===== Data lines =====

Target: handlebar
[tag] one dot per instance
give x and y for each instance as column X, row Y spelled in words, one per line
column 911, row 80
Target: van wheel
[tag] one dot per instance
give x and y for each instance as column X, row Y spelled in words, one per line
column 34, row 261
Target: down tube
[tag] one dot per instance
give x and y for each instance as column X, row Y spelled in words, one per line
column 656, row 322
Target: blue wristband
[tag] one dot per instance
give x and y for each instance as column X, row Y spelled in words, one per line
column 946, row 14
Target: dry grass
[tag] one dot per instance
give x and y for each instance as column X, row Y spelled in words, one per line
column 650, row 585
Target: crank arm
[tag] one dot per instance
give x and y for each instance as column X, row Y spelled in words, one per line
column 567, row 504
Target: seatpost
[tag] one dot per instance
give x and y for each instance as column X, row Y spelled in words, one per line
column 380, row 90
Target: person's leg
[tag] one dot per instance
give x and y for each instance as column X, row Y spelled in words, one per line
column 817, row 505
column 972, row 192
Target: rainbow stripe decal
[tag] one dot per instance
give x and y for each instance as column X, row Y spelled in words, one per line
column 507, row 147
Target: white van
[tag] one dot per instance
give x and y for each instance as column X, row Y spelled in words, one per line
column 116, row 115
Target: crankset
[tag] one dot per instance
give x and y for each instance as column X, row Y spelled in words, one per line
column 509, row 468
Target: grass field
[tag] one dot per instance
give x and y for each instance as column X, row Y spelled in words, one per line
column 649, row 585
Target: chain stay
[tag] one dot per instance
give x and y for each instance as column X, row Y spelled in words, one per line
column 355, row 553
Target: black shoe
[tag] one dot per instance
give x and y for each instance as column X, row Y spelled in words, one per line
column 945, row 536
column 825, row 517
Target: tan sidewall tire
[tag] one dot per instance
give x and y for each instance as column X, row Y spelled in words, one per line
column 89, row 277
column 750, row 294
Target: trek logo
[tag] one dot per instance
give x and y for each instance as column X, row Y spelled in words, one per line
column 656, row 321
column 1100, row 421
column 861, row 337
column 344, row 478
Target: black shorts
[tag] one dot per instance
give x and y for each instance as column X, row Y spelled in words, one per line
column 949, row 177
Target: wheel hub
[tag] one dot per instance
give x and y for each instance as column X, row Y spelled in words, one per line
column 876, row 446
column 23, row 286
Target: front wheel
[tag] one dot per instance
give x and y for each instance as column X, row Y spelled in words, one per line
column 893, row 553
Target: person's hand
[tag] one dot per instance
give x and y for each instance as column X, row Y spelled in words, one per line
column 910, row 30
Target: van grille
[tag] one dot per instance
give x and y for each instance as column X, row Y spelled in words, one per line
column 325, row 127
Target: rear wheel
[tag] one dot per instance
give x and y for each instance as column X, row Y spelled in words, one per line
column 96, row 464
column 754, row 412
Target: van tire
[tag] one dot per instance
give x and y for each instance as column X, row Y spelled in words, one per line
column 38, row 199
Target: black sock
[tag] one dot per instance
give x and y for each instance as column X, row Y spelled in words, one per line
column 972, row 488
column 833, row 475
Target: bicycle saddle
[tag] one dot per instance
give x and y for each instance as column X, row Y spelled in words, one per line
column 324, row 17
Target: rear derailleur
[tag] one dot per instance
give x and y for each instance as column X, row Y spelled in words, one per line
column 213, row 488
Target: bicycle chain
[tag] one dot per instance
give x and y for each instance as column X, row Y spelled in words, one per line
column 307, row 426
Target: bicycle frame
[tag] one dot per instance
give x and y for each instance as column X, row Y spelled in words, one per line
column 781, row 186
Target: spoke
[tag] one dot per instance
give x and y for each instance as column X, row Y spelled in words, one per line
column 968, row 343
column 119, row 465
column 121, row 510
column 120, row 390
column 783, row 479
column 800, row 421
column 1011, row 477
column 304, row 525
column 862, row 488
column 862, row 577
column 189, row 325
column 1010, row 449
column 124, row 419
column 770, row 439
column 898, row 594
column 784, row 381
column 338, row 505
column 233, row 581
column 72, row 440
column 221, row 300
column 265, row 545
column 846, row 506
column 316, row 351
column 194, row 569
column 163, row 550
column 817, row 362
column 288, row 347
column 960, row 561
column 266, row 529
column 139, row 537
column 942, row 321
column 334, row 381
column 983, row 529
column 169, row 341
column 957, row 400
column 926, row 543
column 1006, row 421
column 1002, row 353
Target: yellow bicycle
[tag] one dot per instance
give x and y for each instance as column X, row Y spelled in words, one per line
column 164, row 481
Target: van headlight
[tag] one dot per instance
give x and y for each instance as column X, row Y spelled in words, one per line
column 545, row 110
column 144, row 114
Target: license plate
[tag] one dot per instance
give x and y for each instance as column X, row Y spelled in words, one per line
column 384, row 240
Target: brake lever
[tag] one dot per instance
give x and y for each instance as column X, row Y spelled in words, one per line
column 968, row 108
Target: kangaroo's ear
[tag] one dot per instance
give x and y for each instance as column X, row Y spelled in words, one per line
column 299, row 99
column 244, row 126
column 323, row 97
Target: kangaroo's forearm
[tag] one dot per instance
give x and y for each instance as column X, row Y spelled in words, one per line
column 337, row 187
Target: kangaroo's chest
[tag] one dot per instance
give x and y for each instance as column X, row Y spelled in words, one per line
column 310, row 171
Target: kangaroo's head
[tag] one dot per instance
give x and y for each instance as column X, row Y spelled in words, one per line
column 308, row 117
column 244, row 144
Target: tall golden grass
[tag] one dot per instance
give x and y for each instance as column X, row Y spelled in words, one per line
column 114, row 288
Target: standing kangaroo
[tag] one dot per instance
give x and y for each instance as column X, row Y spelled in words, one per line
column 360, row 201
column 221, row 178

=====

Objective - Reproduce all of the records above verbatim, line for line, with nothing added, dropped, or changed.

Full output -
Target: handlebar
[tag] one dot per instance
give x and y for each instance as column X, row Y spelled in words, one per line
column 911, row 80
Target: van wheel
[tag] one dot per instance
give x and y for each instance as column X, row Y spelled in words, one per line
column 34, row 261
Target: down tube
[tag] one dot per instance
give x and y for each instance as column X, row Y spelled in words, one per line
column 656, row 322
Target: blue wristband
[tag] one dot per instance
give x and y for each instance as column X, row Y spelled in words, one per line
column 946, row 14
Target: dry grass
[tag] one dot per instance
give x and y for each instance as column X, row Y spelled in words, one per line
column 650, row 585
Target: crank arm
[tag] one dot per instance
give x and y for each instance as column X, row Y spelled in words, one per line
column 567, row 504
Target: seatpost
[tag] one dot per instance
give x and y for each instance as column X, row Y spelled in words, one per line
column 380, row 90
Target: person's leg
[tag] one dot per instance
give x and y for each instance as column X, row Y spelled in words, one per line
column 817, row 505
column 972, row 192
Target: rainbow stripe decal
[tag] one dot per instance
give x and y for each instance as column X, row Y spelled in words, one per line
column 507, row 147
Target: white van
[tag] one dot per instance
give x and y for each instance as column X, row Y spelled in words, one per line
column 116, row 115
Target: crankset
[tag] one dot per instance
give x and y for each instance as column X, row Y spelled in words, one per line
column 509, row 468
Target: grass field
[tag] one dot per instance
give x and y for each instance as column X, row Y spelled in words, one per line
column 649, row 585
Target: chain stay
[tag] one dot per instance
give x and y for each instance as column X, row Y spelled in words, one per line
column 355, row 553
Target: black shoe
[tag] one dot per instance
give x and y for each instance as column X, row Y spelled in words, one per line
column 945, row 536
column 825, row 517
Target: tan sidewall tire
[tag] one dot per instance
give x and y for each instance as column X, row Y spelled in words, one per line
column 89, row 277
column 750, row 294
Target: trek logo
[tag] one dot per instance
give x and y for each instance as column X, row Y spelled in words, one per line
column 656, row 321
column 1100, row 421
column 861, row 337
column 344, row 478
Target: black shorts
[tag] one dot per instance
give x and y for each instance as column X, row Y spelled in words, one per line
column 949, row 177
Target: wheel hub
[tag] one dot per instance
give x and y for each instance as column X, row Y spelled in words, one per line
column 876, row 446
column 23, row 286
Target: front wheel
[tag] one dot per instance
give x and y for each instance as column X, row Y spelled in words, one per line
column 893, row 553
Target: person's hand
[tag] one dot per instance
give x and y for each instance as column X, row Y spelled in words, one per line
column 910, row 30
Target: van grille
[tag] one dot per instance
give x and y for each instance as column X, row Y spelled in words, one per line
column 325, row 127
Target: rear wheel
[tag] one dot per instance
give x and y for each instance as column X, row Y spelled in words, one per line
column 96, row 464
column 754, row 412
Target: van tire
[tag] one dot per instance
give x and y for each instance as column X, row Y spelled in words, one per line
column 38, row 199
Target: black sock
[tag] one dot per instance
give x and y for each instance as column X, row Y spelled in words, one per line
column 972, row 488
column 833, row 475
Target: bicycle saddle
[tag] one dot per instance
give x and y for each instance as column X, row Y spelled in words, one per line
column 324, row 17
Target: rear derailleur
[tag] one dot per instance
give x and y for each instance as column X, row Y spelled in words, one per line
column 213, row 488
Target: bicycle chain
[tag] one dot per instance
give x and y for each instance as column X, row Y spelled in words, one per line
column 307, row 426
Target: bicycle frame
[tag] one dot per instance
give x and y for each instance as column X, row Y spelled in words, one per line
column 781, row 186
Target: spoke
[tag] one dot per instance
give x and y for each instance as column X, row Y spelled in words, one per line
column 968, row 343
column 119, row 465
column 121, row 510
column 120, row 390
column 783, row 479
column 800, row 421
column 1011, row 477
column 304, row 525
column 862, row 488
column 862, row 577
column 189, row 325
column 1010, row 449
column 124, row 419
column 770, row 439
column 898, row 594
column 784, row 381
column 338, row 505
column 233, row 581
column 72, row 440
column 221, row 300
column 265, row 545
column 846, row 506
column 316, row 351
column 194, row 569
column 163, row 550
column 817, row 362
column 288, row 347
column 960, row 561
column 266, row 529
column 139, row 537
column 942, row 321
column 334, row 381
column 983, row 529
column 169, row 341
column 957, row 400
column 926, row 543
column 1006, row 421
column 1002, row 353
Target: yellow bicycle
[tag] one dot per instance
give x and y for each instance as column X, row Y spelled in words, one per line
column 164, row 481
Target: van headlight
[tag] one dot per instance
give x and y for each instance as column X, row Y spelled in words, one per line
column 545, row 110
column 144, row 114
Target: license plate
[tag] one dot per instance
give x and y for each instance as column X, row Y spelled in words, one per line
column 384, row 240
Target: brake lever
[tag] one dot per instance
give x and y for each instance as column X, row Y spelled in words, one per line
column 968, row 108
Target: kangaroo's ear
[tag] one dot per instance
give x and y for each instance as column X, row Y spelled in words, one per line
column 299, row 99
column 244, row 126
column 323, row 97
Target: kangaroo's forearm
[tag] one dot per instance
give x and y for each instance as column X, row Y spelled in words, one per line
column 337, row 187
Target: kangaroo's chest
[tag] one dot per instance
give x and y for each instance as column X, row Y spelled in words, one per line
column 310, row 171
Target: kangaroo's head
[tag] one dot per instance
give x and y for each instance as column X, row Y spelled in words, one per line
column 308, row 117
column 244, row 144
Target: tall golden grass
[tag] one dot per instance
give x and y for each instance as column X, row Y spelled in words, one per line
column 114, row 288
Target: standing kangaroo
[tag] one dot per instance
give x and y for each instance as column X, row Y spelled in words, one per line
column 360, row 201
column 221, row 178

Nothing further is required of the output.